EXCERPTED TEXT:
-- Opening Marker --
Defending against the objection that this flexibility amounts to “anything goes,” Vindeløv delimits this nonmodel by drawing some boundaries. For example, he says that “it is outside the bounds of mediation” for mediators to take part in therapeutic activities with the parties, act only as go‐betweens for parties that refuse to have a dialogue, or evaluate parties' proposals. Thus, according to Vindeløv, mediation practice does not include the traditional Navajo peacemakers' practice of passing around a tobacco pipe, or hostage negotiators' practice of “shuttle negotiation.”

Habib Chamoun‐Nicolás in collaboration with Randy Doyle Hazlett. Negotiate Like a Phoenician: Discover Tradeables. Kingwood, TX: Keynegotiations, 2007. 233 pages. $24.95 (paperback), ISBN: 9780979207303.

In Negotiate Like a Phoenician, Habib Chamoun make points about negotiation by marshalling historical evidence from scripture and drawing attention to the practices of successful ancient negotiators. The Phoenicians of the title were one of the world's first dominant and successful international trading groups. Drawing on historians' research, Chamoun identifies about two dozen principles of “Phoenician negotiating strategy,” including “Know your product,”“Know your customer,”“Know your competition,”“Earn trust,”“Keep the peace,”“Wrap bad news in a Twinkie,” and “Use tradeables!” (Tradeables is Chamoun's trademarked term for “the hidden secret of great deals,” or those things that get integrated during an integrative bargaining process.) The Phoenicians, Chamoun stresses, used win–win negotiation and rapport‐building business practices. And, rather than focus on the conflicts over Biblical meaning, Chamoun notes how much the Bible has to teach us about negotiation.

Jill Shankleman. Oil, Profits, and Peace: Does Business Have a Role in Peacemaking? Washington, DC: United States Institute of Peace, 2006. 234 pages. $35 (paperback), ISBN: 1‐929223‐98‐6.

“While oil might be expected to provide the economic means for preventing or resolving conflict or for rebuilding countries that have suffered civil war, the reality is that countries with oil and gas resources are among the world's most persistent sites of conflict,” writes Jill Shankleman in this book. She goes on to examine the different experiences of three oil‐rich countries — Angola, Azerbaijan, and Sudan — with conflict and corporate social responsibility. She examines the links between oil and conflict in oil‐producing countries, the ways that oil companies can effect positive change, the fiscal rewards awaiting oil companies who could play a larger role in conflict resolution, the factors limiting the extent to which oil companies can reduce conflict, ways to mitigate the “resource curse,” and key components of corporate social responsibility in the oil industry. Shankleman's book should appeal to anyone affiliated with the kind of groups she has consulted for: corporations in the petroleum industry, international organizations, and nongovernmental organizations considering the social and environmental impacts of oil and gas investment.

William J. Durch (ed.). Twenty‐First‐Century Peace Operations, Washington, DC: United States Institute of Peace, 2006. 660 pages. $35 (paperback), ISBN: 1‐929233‐91‐9.

Editing his third volume of pragmatic essays examining the Untied Nation's attempts at peacekeeping, Durch presents six cases of complex peace operations in post‐Dayton Bosnia and Herzegovina, Sierra Leone, the Democratic Republic of the Congo, Kosovo, East Timor, and Afghanistan. He and the authors examine successes, failures, and lessons for best practices. There is a special focus on state building amid politically charged peacekeeping efforts.

The authors draw from their experiences helping develop Afghanistan's new constitution and judicial system, serving as deputy force commander for the U.N. Transitional Administration in East Timor, working in the White House and U.S. State Department, directing change management in the U.N. Department of Peacekeeping Operations, and serving in Gaza with the Office of the U.N. Special Coordinator for the Middle East Peace Process. This thorough and comprehensive volume will be of special interest to scholars of international relations, practitioners, and policymakers.
-- Closing Marker --
COLLECTED DATA:
-- Opening Marker --
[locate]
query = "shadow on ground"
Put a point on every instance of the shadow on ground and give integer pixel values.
-- Closing Marker --
WHAT YOU NEED TO DO: In the book notes, list the six places where the complex peace operations presented in Durch's volume took place. The lines are separate material and do not come from the book notes.

TASK OUTPUT: Post-Dayton Bosnia and Herzegovina, Sierra Leone, the Democratic Republic of the Congo, Kosovo, East Timor, and Afghanistan.